### TASK INSTRUCTIONS
- a) Check each statement against the Ruger Super Blackhawk Hunter thread below: (i) the Hunter model has a rib along the barrel with Ruger ring cuts; (ii) Rookie1's brother in law kept his gun after having it Magnaported; (iii) the Hunter model is offered only in 44 mag. Answer yes or no for each, and quote the words from the thread that decide it.
- b) Write the next part of the Ruger Super Blackhawk Hunter thread below, picking up after its final quoted line.

### TEXT PASSAGE
★ ★ ★ ★ ★

# Ruger Super Blackhawk Hunter



## jdc123 (Mar 15, 2012)

Got a SBHH the other day,wish I had a way to post pics of this beautiful gun. Plan on taking a deer with it in the fall, anyone else here got one?


----------



## derwoodii (Mar 16, 2012)

did some one say Ruger ??? aww sigh its a hand gun we don't get to play with them down here, anyhoo you enjoy lad.


----------



## Rookie1 (Mar 16, 2012)

My brother in law had one and loved it until he had it Magnaported. He hated the blast and noise and didnt help much with recoil. He took plenty of deer with it also. He ended up selling it and Im not sure what he bought to replace it.:msp_mellow:


----------



## atvguns (Mar 16, 2012)

I have a super Blackhawk in 44 mag. What is the Hunter model does it have a scope rail like the red hawk?


----------



## paccity (Mar 16, 2012)

just watch the loads you burn.


----------



## jdc123 (Mar 16, 2012)

atvguns said:


> I have a super Blackhawk in 44 mag. What is the Hunter model does it have a scope rail like the red hawk?



It has a rib running the length of the barrel with Ruger ring cuts. It has a nice look but really adds a considerable weight to tame recoil. It also has a Bisley style hammer and a wider trigger I think. It comes in Super Blackhawk and a Bisley model, only difference being grip frame. Almost forgot, it has a longer ejector housing adapted from the 357 Maximum frame, for complete ejection. Standard fare is 44 mag, but 41 mag and 45 Colt are available exclusive from some distributors.


----------



## jdc123 (Mar 16, 2012)

paccity said:


> just watch the loads you burn.

★ ★ ★ ★ ★

Collection entries:

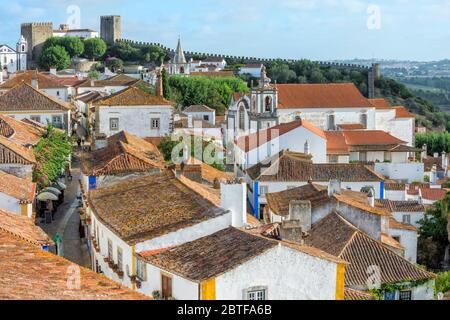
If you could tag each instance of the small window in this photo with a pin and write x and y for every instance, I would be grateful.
(57, 121)
(331, 122)
(407, 218)
(110, 252)
(256, 295)
(36, 118)
(155, 123)
(114, 124)
(140, 270)
(363, 119)
(120, 259)
(263, 190)
(405, 295)
(166, 286)
(334, 158)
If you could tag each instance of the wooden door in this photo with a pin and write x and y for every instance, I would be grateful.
(166, 284)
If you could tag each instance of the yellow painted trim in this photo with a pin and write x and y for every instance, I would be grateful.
(24, 209)
(340, 281)
(133, 265)
(34, 112)
(208, 289)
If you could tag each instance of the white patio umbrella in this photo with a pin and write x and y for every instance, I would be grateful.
(44, 196)
(60, 185)
(52, 190)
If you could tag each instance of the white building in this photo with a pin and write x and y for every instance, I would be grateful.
(161, 214)
(135, 111)
(288, 170)
(252, 69)
(328, 107)
(234, 265)
(17, 194)
(64, 31)
(201, 112)
(14, 60)
(26, 102)
(297, 136)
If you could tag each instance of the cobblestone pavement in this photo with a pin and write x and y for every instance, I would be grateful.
(67, 221)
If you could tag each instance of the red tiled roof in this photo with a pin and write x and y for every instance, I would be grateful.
(401, 112)
(433, 194)
(380, 103)
(344, 95)
(29, 273)
(44, 81)
(257, 139)
(21, 189)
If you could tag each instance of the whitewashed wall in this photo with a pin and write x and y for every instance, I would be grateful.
(292, 275)
(136, 120)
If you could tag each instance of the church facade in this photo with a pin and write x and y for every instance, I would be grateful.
(14, 60)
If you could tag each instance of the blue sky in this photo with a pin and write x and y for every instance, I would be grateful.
(313, 29)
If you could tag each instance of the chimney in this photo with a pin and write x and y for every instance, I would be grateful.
(298, 222)
(424, 152)
(159, 85)
(444, 161)
(433, 175)
(334, 186)
(34, 82)
(192, 171)
(233, 198)
(307, 148)
(371, 198)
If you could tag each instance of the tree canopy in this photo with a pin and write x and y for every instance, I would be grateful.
(54, 57)
(52, 152)
(213, 92)
(94, 48)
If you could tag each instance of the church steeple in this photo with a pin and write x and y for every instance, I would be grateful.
(179, 57)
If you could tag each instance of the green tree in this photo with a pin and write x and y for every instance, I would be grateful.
(166, 85)
(114, 64)
(94, 48)
(54, 57)
(52, 152)
(73, 45)
(153, 54)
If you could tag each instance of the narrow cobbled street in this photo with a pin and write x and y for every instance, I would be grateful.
(67, 220)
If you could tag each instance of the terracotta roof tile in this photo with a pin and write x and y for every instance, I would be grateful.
(23, 228)
(140, 209)
(336, 236)
(198, 108)
(44, 81)
(132, 96)
(344, 95)
(14, 153)
(394, 224)
(24, 97)
(19, 131)
(29, 273)
(401, 112)
(210, 256)
(288, 166)
(257, 139)
(433, 194)
(123, 154)
(380, 103)
(356, 295)
(21, 189)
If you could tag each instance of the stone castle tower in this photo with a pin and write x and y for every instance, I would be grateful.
(35, 35)
(110, 29)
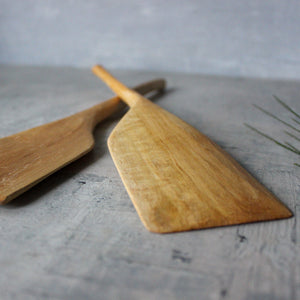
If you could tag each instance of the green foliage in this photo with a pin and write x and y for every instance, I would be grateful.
(295, 136)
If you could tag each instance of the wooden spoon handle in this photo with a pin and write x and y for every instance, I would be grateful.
(129, 96)
(99, 112)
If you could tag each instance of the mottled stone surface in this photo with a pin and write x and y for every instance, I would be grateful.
(76, 235)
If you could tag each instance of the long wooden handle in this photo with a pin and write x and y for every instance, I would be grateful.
(99, 112)
(129, 96)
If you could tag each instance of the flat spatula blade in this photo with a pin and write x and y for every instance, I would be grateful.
(178, 179)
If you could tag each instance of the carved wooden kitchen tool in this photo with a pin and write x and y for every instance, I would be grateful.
(28, 157)
(177, 178)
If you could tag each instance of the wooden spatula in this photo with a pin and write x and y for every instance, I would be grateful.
(177, 178)
(28, 157)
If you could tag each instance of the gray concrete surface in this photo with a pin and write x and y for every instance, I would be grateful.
(76, 235)
(248, 38)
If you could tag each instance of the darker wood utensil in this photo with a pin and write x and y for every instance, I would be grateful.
(28, 157)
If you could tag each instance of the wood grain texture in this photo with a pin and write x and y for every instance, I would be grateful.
(28, 157)
(76, 235)
(177, 178)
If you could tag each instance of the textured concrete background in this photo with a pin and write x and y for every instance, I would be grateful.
(240, 38)
(77, 236)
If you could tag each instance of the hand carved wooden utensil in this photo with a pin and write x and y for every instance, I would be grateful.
(177, 178)
(28, 157)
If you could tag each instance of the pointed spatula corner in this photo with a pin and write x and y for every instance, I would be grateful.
(28, 157)
(177, 178)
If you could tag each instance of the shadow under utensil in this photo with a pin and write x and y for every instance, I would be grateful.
(66, 173)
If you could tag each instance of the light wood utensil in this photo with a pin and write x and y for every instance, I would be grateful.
(177, 178)
(28, 157)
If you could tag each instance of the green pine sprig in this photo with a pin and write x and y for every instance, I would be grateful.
(295, 135)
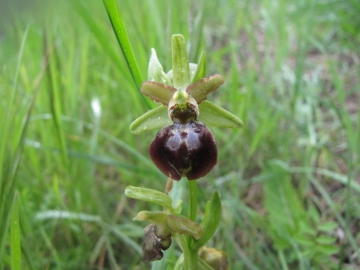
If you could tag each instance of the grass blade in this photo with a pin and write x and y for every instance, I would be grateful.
(117, 23)
(15, 236)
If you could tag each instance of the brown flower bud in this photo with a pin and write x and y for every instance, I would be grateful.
(154, 244)
(184, 149)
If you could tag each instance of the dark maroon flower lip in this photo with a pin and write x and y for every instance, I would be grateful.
(184, 150)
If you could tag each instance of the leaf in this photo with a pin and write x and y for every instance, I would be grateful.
(184, 225)
(158, 92)
(211, 220)
(15, 236)
(213, 115)
(154, 119)
(202, 88)
(150, 195)
(180, 61)
(200, 70)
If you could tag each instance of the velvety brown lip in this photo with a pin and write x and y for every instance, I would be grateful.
(187, 150)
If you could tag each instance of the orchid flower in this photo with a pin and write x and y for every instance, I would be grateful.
(184, 147)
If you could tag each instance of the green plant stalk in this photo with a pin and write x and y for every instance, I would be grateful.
(190, 258)
(192, 200)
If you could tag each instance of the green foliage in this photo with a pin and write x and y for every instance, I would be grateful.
(303, 237)
(290, 72)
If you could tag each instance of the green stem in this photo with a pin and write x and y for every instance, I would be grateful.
(192, 216)
(190, 258)
(192, 199)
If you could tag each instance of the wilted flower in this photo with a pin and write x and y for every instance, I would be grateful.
(185, 147)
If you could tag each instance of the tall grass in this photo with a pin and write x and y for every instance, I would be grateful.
(289, 181)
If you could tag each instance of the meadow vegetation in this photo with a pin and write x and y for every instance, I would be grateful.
(289, 180)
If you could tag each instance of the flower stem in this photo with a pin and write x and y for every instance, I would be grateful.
(192, 199)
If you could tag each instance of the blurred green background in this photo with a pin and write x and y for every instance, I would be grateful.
(289, 180)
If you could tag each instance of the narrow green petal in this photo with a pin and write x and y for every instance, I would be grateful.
(156, 71)
(154, 119)
(155, 217)
(213, 115)
(200, 70)
(149, 195)
(158, 92)
(202, 88)
(180, 61)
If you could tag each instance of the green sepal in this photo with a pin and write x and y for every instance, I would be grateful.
(202, 88)
(200, 70)
(150, 195)
(158, 92)
(156, 71)
(154, 119)
(211, 220)
(213, 115)
(180, 61)
(183, 225)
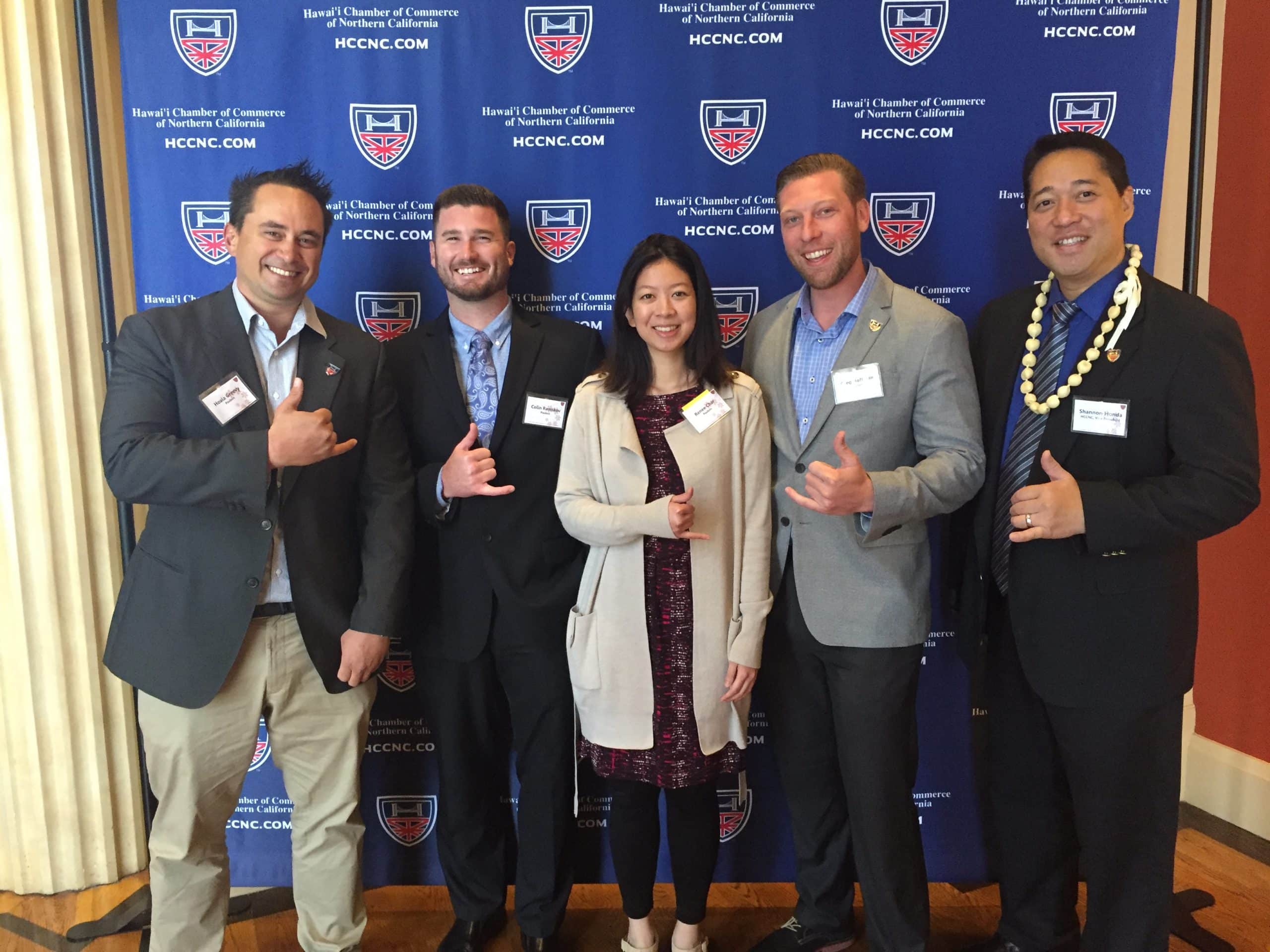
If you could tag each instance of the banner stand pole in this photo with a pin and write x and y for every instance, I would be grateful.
(106, 304)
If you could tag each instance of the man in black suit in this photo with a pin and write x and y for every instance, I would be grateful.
(484, 390)
(273, 567)
(1081, 582)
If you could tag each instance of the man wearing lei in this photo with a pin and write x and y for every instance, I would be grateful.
(1119, 425)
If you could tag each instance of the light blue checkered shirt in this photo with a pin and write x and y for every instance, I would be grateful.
(815, 351)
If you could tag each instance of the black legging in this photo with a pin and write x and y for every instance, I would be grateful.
(635, 838)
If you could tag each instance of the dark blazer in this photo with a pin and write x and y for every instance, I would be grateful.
(194, 578)
(511, 546)
(1110, 617)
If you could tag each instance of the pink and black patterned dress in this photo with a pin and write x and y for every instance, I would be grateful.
(676, 758)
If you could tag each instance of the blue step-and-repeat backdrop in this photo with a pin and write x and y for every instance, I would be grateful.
(597, 125)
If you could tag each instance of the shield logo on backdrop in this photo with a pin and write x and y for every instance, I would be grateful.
(407, 818)
(558, 36)
(732, 127)
(733, 813)
(558, 226)
(385, 315)
(203, 224)
(398, 670)
(736, 306)
(901, 220)
(913, 28)
(205, 39)
(1082, 112)
(384, 134)
(262, 747)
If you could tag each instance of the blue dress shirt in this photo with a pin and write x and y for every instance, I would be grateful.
(815, 350)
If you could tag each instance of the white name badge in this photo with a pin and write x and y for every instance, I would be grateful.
(1103, 418)
(854, 384)
(545, 412)
(228, 399)
(705, 411)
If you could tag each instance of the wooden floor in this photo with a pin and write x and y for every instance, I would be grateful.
(414, 918)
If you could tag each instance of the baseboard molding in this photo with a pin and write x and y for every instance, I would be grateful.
(1227, 783)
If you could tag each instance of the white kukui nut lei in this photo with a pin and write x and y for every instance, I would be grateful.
(1127, 291)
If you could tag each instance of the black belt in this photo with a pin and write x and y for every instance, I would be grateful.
(271, 608)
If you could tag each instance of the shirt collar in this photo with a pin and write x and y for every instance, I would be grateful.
(803, 313)
(497, 330)
(305, 316)
(1096, 298)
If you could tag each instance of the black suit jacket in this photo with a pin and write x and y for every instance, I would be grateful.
(512, 547)
(1110, 617)
(194, 578)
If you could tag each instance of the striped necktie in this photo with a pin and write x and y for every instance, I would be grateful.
(482, 384)
(1025, 440)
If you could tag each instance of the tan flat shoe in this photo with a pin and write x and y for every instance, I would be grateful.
(629, 948)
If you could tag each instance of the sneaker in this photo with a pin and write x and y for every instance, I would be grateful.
(794, 937)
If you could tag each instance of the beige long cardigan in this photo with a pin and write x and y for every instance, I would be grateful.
(600, 497)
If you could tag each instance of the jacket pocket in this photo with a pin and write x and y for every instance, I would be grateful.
(582, 648)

★ ★ ★ ★ ★

### ANSWERS FOR THE TASKS
- a)
(i) Yes: "It has a rib running the length of the barrel with Ruger ring cuts."
(ii) No: "He ended up selling it and Im not sure what he bought to replace it."
(iii) No: "Standard fare is 44 mag, but 41 mag and 45 Colt are available exclusive from some distributors."

- b)
Man, I'd say that was a hot load! What brand is that?


----------



## ShoerFast (Apr 8, 2012)

jdc123 said:


> Man, I'd say that was a hot load! What brand is that?



That was a Super Blackjack, one could guess.

But I would be willing to bet that it was not a factory load.

My first guess, someone loaded a fast-burning pistol powder at the same amount as a slow-burning powder......

Like loaded + 20 grains of Bulls-eye powder thinking it was something like 2400 powder, or something like that?


----------



## fubar2 (Apr 8, 2012)

paccity said:


> just watch the loads you burn.



You could probably fix that with an oily rag and a screwdriver.


----------



## ShoerFast (Apr 8, 2012)

fubar2 said:


> You could probably fix that with an oily rag and a screwdriver.



Unless I be on a rented horse, I be hitting them grips up by waving them past the flames of a forge or something to give them a little distinction and feel.

Yes , then wipe it down and oil it up.

Every one knows Rugers don't have triggers like Colts,,,,,,, cause Colts can't be Ruger!

But to be honest, if he were silly enough to sell er, he should list er at 'less then 90%' , if any one would ever sell a Ruger.


----------



## ShoerFast (Apr 8, 2012)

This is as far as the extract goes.